▶ [Short exercise a]: How many lines in the listing below contain the word "neck"? Reply with the number alone.

▶ [Supplied passage]:
Wycombe 2 – 5 Albion

December 28, 2009

So, our most important match of the season so far, the crucial clash, the “really must win game” is finally here, and it’s against the mighty………Wycombe Wanderers, away. After watching some scintillating Premiershit soccer action across the holiday fixtures on the telly, Albion’s BIG game is against a bunch of Buckinghamcestershire farmers? Fuck me ragged. We HAVE to win this one, shurely?

Wycombe hit the upright within minutes, here we go. Cox lively, Murray heads over on 14 minutes. 1-0 to Wycombe on 26 minutes, three goes on goal, didn’t clear our lines, same old, same old. Another goal from these farmers and they climb above us in the league. OVERHEAD KICK FROM GLENN MURRAY!!!!! 1-1, Bennett crosses and big Glenn rattles the Wycombe onion bag yet again. 39 minutes, free kick for Wycombe, off the wall, Brezovan drops it and a farmer taps it in. Fuck me – Albion goalkeepers. Half-time, sort it out Poyet.

No changes at half-time. Dicker crosses………FORSTER!!!! 2-2 and thirteen goals this season for the main man, what a finisher, where would we be this season without him? Let’s win this game lads, come on, it’s Christmas FFS! Gary Dicker is gripping this game, laying it on for our two forwards time and again. Forster gets between them, plays it in, MURRAY heads………3-2!!!!!!!!

What a game! Murray looking for his hat-trick. Murray’s through again on 71 minutes…………..4-2! Glenn Murray, a fucking BEAUT!!!! Virgo on for Navarro on 75 minutes. Ten minutes left, keep it tight, Orient are losing as well. Murray scores again!!!! That’s FOUR for the big fella! Forster goes off on 81 mins, he’s had a great game too.

Two minutes left, this game’s in the bag, and if things stay the way they are, we’re out of the relegation places on goal difference. Bennett misses a great chance to make it six deep into injury-time. Orient were beaten by Saafend. And that’s it, a late, late, Christmas present from Gus and the boys. Deep Joy.

The Hovian’s Albion Team Performance :   8 out of 10

The Hovian’s Albion Man of the Match : Would like to give it to Gary Dicker, but FOUR goal Murray just shades it!

Albion Team (goalscorers in bold):

(4-4-2) Brezovan; Hoyte, Elphick, El-Abd, McNulty; Bennett, Dicker, Navarro (Virgo 75), Cox (J Smith 89); Forster (Hart 81), Murray (4)

▶ [Short exercise b]: Can you extend the Wycombe–Albion match report above, picking up after its final line?

▶ [Entries]:
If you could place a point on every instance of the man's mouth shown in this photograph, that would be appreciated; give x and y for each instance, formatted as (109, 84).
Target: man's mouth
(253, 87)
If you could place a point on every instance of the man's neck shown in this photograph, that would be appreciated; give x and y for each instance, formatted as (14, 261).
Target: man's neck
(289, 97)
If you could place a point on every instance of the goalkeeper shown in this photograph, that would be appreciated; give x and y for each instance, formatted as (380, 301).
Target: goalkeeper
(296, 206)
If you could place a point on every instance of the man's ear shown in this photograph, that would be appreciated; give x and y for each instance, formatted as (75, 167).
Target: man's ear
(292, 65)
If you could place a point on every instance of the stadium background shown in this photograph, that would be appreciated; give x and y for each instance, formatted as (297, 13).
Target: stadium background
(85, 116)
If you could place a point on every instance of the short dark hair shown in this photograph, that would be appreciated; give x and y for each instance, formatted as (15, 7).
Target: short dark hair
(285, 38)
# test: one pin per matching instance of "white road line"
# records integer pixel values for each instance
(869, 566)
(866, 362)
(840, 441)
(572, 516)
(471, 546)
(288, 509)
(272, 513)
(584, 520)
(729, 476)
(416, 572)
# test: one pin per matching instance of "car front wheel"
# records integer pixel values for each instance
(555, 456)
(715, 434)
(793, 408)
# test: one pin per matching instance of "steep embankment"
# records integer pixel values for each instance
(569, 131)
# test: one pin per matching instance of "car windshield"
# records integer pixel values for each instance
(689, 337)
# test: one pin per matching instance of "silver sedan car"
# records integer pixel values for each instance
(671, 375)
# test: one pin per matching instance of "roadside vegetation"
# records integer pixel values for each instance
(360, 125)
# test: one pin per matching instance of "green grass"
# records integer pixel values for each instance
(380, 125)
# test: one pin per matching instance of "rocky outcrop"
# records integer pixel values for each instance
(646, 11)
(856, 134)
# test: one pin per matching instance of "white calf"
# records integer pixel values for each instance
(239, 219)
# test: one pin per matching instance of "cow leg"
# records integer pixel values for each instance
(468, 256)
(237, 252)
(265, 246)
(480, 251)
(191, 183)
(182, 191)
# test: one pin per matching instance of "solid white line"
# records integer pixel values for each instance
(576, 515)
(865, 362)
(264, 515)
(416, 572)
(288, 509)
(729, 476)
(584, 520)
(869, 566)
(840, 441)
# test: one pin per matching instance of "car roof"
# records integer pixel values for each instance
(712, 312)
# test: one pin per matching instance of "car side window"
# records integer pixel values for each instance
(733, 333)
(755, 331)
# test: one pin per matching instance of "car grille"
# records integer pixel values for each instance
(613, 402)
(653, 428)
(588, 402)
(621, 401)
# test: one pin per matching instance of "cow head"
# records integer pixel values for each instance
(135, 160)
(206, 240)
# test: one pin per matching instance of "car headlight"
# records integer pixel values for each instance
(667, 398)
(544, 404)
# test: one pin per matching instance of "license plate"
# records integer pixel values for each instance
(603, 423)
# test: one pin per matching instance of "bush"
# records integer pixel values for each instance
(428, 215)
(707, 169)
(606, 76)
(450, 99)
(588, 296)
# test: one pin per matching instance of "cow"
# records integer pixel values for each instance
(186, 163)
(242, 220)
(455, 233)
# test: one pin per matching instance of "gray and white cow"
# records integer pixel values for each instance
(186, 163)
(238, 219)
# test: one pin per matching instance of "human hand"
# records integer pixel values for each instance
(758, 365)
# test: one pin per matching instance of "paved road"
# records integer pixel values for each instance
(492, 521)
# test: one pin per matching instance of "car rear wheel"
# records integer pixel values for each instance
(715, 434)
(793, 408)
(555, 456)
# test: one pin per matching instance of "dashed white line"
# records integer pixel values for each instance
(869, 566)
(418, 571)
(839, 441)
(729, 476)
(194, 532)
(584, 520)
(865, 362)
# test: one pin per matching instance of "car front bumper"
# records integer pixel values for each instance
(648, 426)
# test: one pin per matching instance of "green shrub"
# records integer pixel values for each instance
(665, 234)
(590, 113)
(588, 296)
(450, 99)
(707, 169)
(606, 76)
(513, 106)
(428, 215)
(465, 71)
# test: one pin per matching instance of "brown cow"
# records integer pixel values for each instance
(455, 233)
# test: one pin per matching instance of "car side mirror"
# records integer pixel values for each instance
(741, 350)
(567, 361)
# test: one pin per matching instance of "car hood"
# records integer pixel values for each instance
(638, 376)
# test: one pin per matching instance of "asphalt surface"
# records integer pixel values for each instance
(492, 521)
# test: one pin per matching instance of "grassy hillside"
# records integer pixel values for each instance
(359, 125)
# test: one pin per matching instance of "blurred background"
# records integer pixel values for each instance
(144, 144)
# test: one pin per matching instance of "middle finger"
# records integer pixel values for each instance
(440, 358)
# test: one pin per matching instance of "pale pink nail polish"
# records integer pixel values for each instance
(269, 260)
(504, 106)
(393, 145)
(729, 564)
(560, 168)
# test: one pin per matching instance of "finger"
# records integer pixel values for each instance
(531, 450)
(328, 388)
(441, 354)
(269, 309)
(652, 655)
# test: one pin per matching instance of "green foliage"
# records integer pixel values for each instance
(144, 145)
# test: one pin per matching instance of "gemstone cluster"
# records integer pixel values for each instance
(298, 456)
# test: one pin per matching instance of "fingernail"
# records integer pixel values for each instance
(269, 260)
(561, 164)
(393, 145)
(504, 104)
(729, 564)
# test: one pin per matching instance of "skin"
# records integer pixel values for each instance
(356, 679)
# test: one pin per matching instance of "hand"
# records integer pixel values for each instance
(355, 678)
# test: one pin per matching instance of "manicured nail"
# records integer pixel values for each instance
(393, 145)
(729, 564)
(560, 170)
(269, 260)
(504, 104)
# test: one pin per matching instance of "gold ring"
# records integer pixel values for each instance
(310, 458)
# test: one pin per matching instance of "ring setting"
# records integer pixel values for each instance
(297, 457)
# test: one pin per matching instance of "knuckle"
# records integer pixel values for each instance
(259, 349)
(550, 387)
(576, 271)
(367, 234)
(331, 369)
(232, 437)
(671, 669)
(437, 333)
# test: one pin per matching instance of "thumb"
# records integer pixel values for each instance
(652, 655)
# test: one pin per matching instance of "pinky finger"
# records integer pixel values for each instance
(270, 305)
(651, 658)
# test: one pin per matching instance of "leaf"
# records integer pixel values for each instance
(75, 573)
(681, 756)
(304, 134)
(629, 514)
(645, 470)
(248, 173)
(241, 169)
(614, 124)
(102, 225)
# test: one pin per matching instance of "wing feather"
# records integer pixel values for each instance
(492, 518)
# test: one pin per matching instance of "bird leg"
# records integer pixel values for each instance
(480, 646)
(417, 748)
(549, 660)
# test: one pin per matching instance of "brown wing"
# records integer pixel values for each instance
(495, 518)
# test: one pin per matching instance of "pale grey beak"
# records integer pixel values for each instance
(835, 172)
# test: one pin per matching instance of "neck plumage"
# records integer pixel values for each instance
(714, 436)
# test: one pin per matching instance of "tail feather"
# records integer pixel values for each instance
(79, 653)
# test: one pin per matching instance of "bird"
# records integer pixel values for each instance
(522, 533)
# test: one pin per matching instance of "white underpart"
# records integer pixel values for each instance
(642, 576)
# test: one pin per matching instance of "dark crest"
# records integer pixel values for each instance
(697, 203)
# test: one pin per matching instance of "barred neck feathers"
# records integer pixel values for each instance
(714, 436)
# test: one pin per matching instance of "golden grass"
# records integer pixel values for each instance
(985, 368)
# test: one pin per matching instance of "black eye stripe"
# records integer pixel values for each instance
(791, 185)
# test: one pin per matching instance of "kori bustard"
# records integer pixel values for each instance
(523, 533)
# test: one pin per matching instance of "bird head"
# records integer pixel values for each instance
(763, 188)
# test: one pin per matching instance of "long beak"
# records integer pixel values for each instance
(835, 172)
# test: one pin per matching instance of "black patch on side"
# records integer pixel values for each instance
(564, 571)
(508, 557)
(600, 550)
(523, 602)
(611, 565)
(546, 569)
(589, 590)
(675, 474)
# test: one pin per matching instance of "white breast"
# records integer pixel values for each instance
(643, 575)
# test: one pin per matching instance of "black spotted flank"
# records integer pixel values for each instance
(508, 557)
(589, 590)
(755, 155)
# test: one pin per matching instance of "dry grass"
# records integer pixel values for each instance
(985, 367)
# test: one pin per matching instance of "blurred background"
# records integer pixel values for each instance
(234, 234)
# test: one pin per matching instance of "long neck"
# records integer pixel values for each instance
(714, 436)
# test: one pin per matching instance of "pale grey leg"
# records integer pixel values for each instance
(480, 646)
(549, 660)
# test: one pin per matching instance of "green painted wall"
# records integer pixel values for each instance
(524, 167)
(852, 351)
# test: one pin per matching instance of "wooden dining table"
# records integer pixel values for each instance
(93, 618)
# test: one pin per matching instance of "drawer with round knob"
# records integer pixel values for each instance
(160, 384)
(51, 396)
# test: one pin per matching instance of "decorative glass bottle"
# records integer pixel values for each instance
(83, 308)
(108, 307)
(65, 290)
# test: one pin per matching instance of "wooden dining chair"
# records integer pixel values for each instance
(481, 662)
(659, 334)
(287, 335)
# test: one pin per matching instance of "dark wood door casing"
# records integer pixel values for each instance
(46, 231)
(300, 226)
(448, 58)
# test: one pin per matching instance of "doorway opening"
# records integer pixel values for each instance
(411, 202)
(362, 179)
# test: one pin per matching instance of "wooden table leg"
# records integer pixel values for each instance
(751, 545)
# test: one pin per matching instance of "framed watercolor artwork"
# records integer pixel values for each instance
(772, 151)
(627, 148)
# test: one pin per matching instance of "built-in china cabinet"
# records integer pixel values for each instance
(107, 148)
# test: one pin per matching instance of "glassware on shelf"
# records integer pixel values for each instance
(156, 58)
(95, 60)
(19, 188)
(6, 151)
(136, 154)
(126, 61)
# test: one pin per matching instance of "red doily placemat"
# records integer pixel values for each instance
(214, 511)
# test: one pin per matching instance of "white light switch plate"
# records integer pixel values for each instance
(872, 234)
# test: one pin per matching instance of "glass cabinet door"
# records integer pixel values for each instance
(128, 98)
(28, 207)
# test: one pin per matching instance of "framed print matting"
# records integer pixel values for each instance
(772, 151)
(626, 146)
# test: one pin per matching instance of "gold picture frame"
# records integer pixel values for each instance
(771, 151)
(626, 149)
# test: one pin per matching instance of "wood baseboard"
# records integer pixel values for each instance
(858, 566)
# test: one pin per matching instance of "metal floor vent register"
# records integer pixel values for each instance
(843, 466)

▶ [Response a]: 5

▶ [Response b]:
Subs: Kuipers, Virgo, Whing, McLeod, Hart, Davies, J Smith

League One table

Monday, 28 December 2009 17:07 UK

Position Team P GD PTS
Full League One table
1 Leeds United 23 32 56
2 Charlton 24 19 48
3 Norwich 23 23 45
4 Colchester 23 18 45
5 Huddersfield 23 18 38
6 Swindon 22 2 38
7 Millwall 24 7 36
8 MK Dons 24 0 36
9 Bristol Rovers 23 -4 34
10 Walsall 22 3 31
11 Brentford 24 -4 30
12 Southend 24 -4 29
13 Southampton 24 13 28
14 Yeovil 24 -2 28
15 Carlisle 22 -2 28
16 Hartlepool 23 -2 27
17 Gillingham 24 -5 26
18 Exeter 24 -9 26
19 Oldham 22 -8 25
20 Brighton 24 -13 24
21 Leyton Orient 24 -13 24
22 Tranmere 23 -22 21
23 Wycombe 24 -21 18
24 Stockport 23 -26 14

Albion 0 – 0 Leyton Orient

December 26, 2009

Christmas is over, back to the serious job of football it is then, and Albion could do with six more points before 2009 dies. Relegation is a distinct, if stark,  possibility this season, so we need to get cracking against a very beatable Orient side this afternoon, no arsing about.

Boring first twenty minutes, Orient more than shading it. Crofts booked on 30 minutes for late tackle. Dickinson is working his socks off, best of the bunch so far. McNulty and Forster combine, Fozzy heads just over – we’re starting to boss this game. Half-time, bit of a drudge this one, I’ll take 1-0.

Seagulls Player goes off on 50 minutes, it comes on 4 minutes later, cosmic. I haven’t missed much though, not a classic game by any means, mince pie induced ennui? Cox on for El-Abd, Murray on for Navarro – Poyet goes three up front for the three points. Orient hit the post, three minutes later and Crofts picks up his second yellow – and he’s off. Hanging on for a draw with 20 minutes to go.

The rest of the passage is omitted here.